BAGIAN TEKS =
○ ○ ○ ○

Pendidikan dalam pengembangan masyarakat di negara berkembang dapat membuka jalan
bagi rakyat miskin untuk memperoleh kesempatan yang sama guna memperoleh pendidikan agar
meningkat derajat kehidupannya. Hal ini menjadi tujuan humanis yang baik sehingga pendidikan yang
berkualitas harus diwujudkan. Drucker (1997:73) mengungkapkan beberapa persyaratan untuk
mewujudkan kualitas pendidikan, yaitu: kebijakan umum terkait visi, metode sistematik terkait
perubahan, cara menentukan perubahan di dalam dan luar organisasi, kebijakan untuk membuat
keseimbangan dan keberlanjutan.
2.2 KERANGKA PEMIKIRAN
Realitas pelayanan publik di negara Indonesia didasari oleh tuntutan kehidupan sosial
masyarakat yang semakin berkembang dan bertambah kompleks. Hal ini membentuk kebijakan-
kebijakan otonomi yang dipandang sebagai cara-cara efektif dalam mewujudkan tuntutan kehidupan
sosial masyarakat tersebut.
Adiwisastra (dalam Tachjan, 2006:xii) mengungkapkan bahwa “sekalipun implementasi
kebijakan publik memainkan peran penting dalam merealisasikan misi suatu kebijakan publik, tetapi
tidak berarti bahwa implementasi kebijakan publik terpisah dari tahapan formulasi melalui proses
negosiasi, tawar-menawar, atau lobby untuk menghasilkan kompromi”. Stoner dan Freeman
(1994:491) mengatakan bahwa “tidak seorangpun secara fisik mampu mampu melaksanakan seluruh
kegiatan dalam tugas yang kompleks.” Dengan demikian untuk menjalankan tugas organisasi hingga
level daerah, sejumlah langkah diperlukan untuk memungkinkan setiap individu dapat menjalankan
dan menjadi mahir dalam fungsi implementasi kebijakan.
Implementasi kebijakan publik merupakan salah satu faktor penting dari kebijakan publik
karena dalam prakteknya, hal itu amat terkait dengan perwujudan tujuan yang hendak dicapai.

○ ○ ○ ○

KETENTUAN TUGAS =
Tolong sebutkan: menurut bagian teks, apa yang mendasari realitas pelayanan publik di Indonesia?

DATA YANG DIBERIKAN =
○ ○ ○ ○

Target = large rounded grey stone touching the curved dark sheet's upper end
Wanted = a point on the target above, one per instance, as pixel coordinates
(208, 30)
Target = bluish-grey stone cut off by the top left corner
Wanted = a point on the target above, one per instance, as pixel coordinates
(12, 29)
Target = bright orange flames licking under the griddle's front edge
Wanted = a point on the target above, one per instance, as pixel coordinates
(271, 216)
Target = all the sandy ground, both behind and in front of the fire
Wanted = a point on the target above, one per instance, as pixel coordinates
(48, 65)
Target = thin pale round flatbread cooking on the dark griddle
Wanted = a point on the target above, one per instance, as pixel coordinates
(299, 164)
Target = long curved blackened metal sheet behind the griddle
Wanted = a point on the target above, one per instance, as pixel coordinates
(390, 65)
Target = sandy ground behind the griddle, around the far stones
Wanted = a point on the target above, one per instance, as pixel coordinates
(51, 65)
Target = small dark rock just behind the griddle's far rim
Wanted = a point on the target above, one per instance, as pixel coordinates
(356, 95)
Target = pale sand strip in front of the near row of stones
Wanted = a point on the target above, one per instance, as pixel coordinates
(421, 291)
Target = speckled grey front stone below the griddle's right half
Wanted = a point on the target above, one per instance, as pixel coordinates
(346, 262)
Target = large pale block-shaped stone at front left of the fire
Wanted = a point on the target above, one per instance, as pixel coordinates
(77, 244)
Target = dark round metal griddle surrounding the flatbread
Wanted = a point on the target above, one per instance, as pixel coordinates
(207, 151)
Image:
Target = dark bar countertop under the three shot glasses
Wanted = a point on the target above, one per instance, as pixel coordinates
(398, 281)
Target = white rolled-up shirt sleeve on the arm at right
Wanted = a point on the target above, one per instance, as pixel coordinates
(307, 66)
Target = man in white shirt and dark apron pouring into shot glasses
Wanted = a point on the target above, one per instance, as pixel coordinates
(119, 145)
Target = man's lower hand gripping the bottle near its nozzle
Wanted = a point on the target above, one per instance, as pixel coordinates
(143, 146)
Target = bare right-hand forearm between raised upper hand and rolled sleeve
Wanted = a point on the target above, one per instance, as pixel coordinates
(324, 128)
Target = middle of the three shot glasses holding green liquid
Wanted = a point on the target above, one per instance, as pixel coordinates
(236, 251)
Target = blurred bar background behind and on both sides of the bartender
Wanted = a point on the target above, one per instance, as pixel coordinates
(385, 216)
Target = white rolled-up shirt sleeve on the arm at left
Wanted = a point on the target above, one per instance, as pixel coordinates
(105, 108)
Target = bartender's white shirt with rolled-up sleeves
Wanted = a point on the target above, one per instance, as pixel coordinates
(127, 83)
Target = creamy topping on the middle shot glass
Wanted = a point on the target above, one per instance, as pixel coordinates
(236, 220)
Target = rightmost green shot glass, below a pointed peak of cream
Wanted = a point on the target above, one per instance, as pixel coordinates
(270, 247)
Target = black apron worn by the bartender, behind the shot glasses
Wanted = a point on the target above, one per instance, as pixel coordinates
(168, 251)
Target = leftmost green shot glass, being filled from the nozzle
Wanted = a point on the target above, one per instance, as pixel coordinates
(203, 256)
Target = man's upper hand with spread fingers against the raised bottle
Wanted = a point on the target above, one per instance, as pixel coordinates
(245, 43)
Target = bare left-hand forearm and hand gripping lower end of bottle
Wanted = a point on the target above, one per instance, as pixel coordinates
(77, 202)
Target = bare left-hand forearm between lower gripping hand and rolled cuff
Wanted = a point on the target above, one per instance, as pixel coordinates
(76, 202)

○ ○ ○ ○

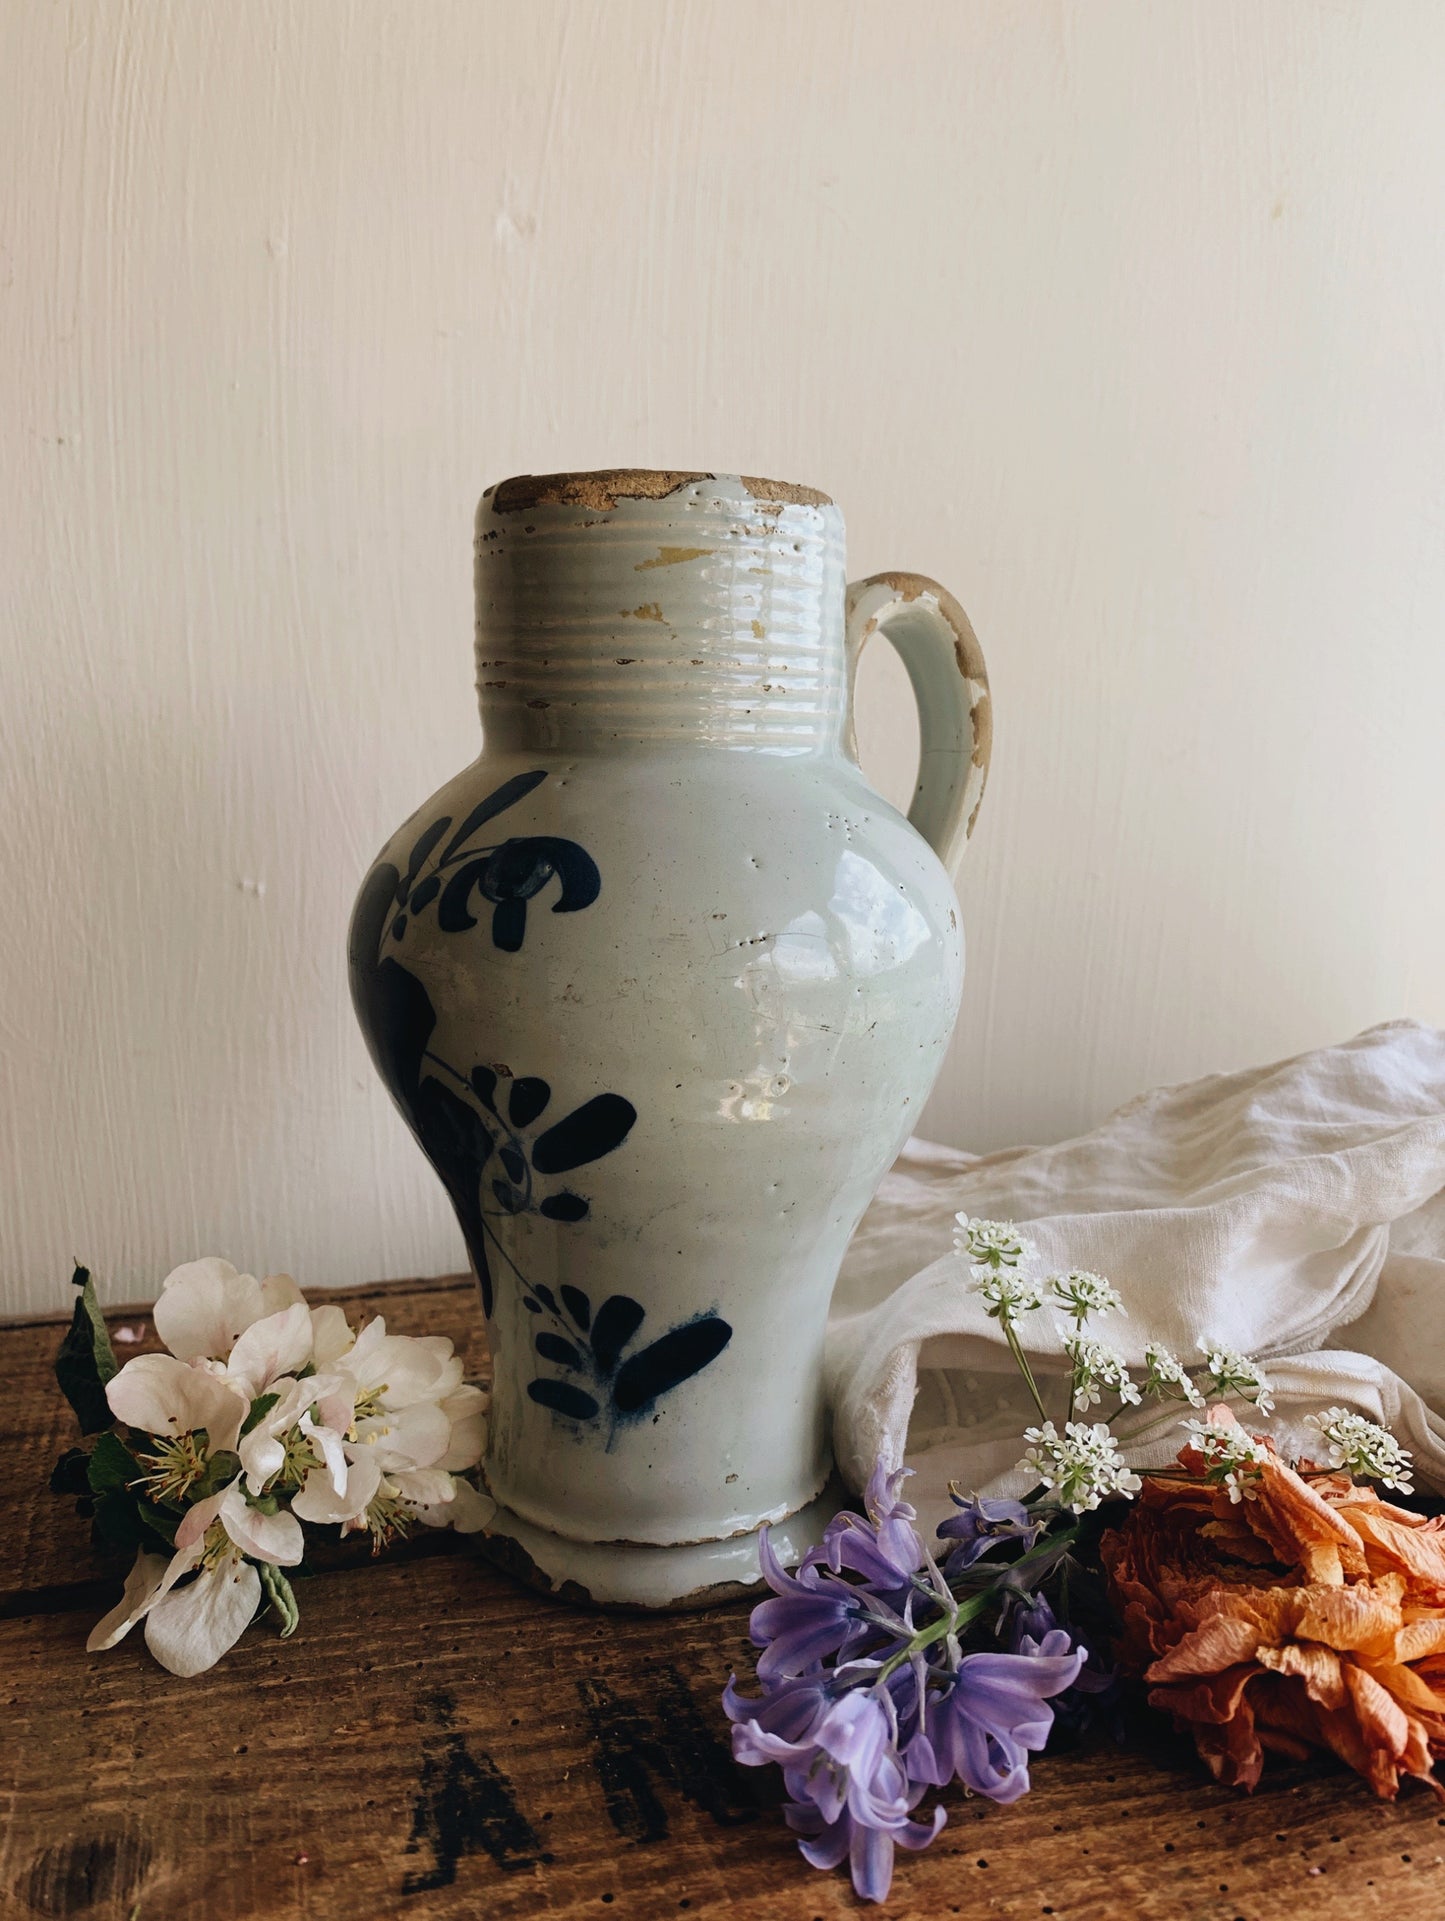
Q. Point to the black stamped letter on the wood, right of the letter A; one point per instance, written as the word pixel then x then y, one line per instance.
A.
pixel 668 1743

○ ○ ○ ○

PENYELESAIAN =
Realitas pelayanan publik di Indonesia didasari oleh tuntutan kehidupan sosial masyarakat yang semakin berkembang dan bertambah kompleks.